A ação pedagógica que pretende superar as relações baseadas na violência deve partir do trabalho com o outro, que deve ser considerado elemento imprescindível na construção do processo educativo. A denúncia do “regime que segrega esta injustiça e engendra esta miséria’” deve ser feita com suas vítimas a fim de buscar a libertação dos homens em colaboração com eles (FREIRE, 2001a, p.171).

A colaboração auxiliaria na quebra da violência dos poderes instituídos, auxiliando na reconstrução das identidades e coesão grupal. A união viria em contraponto à característica antidialógica da divisão, tendo como passo inicial a desmitificação da realidade. Para oprimir, para que o oprimido permaneça aderido ao opressor, são construídos mitos que o mantém acomodado a “verdade” opressora.

 Para romper com essa visão mitificada, tão confortável à dominação, é preciso que a realidade seja questionada e os mitos sejam refutados. Cuidado especial deve ser tomado para não se aderir o oprimido a uma outra realidade, sem que seja realmente uma construção coletiva e conscientemente produzida. É necessária a “adesão à práxis verdadeira de transformação da realidade injusta” (FREIRE,2001a, p. 173). Os oprimidos devem se reconhecer como transformadores da realidade, rompendo o processo de reificação. Os padrões construídos pela mídia para moldar os jovens a um único modelo só poderão ruir na construção dialógica, no processo de conscientização e crítica. A organização estaria ligada à união. Seria a organização com as massas populares, pelo qual se instauraria a pronúncia do mundo. Aí se afirmariam a liberdade e autoridade em contraposição ao autoritarismo e a licenciosidade. É o momento em que povo e liderança buscam a instauração da transformação, conciliando e aprendendo a lidar com a autoridade e liberdade verdadeira.

Registros do conjunto de dados:

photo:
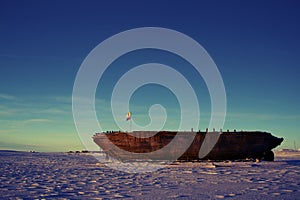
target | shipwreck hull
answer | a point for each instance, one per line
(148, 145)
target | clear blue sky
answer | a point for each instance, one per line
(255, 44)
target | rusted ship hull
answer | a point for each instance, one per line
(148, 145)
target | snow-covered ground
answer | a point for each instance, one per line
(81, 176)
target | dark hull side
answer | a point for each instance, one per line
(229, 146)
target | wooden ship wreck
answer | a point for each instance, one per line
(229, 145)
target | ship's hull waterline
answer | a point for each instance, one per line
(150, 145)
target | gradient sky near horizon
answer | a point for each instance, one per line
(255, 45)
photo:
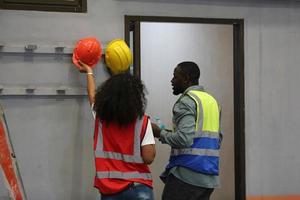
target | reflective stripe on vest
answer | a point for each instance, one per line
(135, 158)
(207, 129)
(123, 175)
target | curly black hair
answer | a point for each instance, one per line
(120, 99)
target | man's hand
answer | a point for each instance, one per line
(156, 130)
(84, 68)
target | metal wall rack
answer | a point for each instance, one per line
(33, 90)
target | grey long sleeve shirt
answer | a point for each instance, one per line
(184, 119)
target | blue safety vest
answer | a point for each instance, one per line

...

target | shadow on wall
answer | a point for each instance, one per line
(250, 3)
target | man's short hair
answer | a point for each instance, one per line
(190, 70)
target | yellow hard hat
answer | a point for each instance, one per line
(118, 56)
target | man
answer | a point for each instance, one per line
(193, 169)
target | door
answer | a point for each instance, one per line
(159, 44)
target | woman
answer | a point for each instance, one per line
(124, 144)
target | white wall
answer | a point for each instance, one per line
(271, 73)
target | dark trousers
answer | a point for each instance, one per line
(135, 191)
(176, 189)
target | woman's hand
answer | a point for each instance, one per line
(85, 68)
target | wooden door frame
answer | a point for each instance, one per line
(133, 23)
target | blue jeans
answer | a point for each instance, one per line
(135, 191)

...

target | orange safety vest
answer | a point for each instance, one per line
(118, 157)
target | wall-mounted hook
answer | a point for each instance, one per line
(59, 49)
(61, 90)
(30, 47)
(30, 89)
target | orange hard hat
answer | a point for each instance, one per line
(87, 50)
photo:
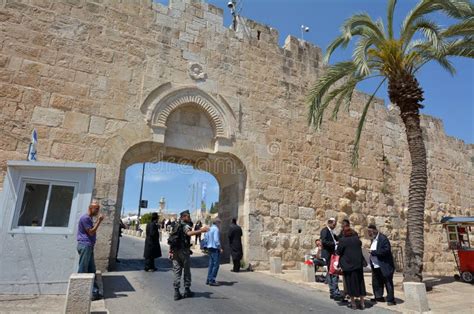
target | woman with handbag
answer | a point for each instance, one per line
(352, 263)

INSTRUÇÃO ESCRITA
No trecho sobre a ação pedagógica contra a opressão, reproduza sem alterações a parte que começa com as palavras "A ação pedagógica" e termina com "(FREIRE, 2001a, p.171).". Baseie-se somente no trecho.

RESPOSTA ESCRITA
A ação pedagógica que pretende superar as relações baseadas na violência deve partir do trabalho com o outro, que deve ser considerado elemento imprescindível na construção do processo educativo. A denúncia do “regime que segrega esta injustiça e engendra esta miséria’” deve ser feita com suas vítimas a fim de buscar a libertação dos homens em colaboração com eles (FREIRE, 2001a, p.171).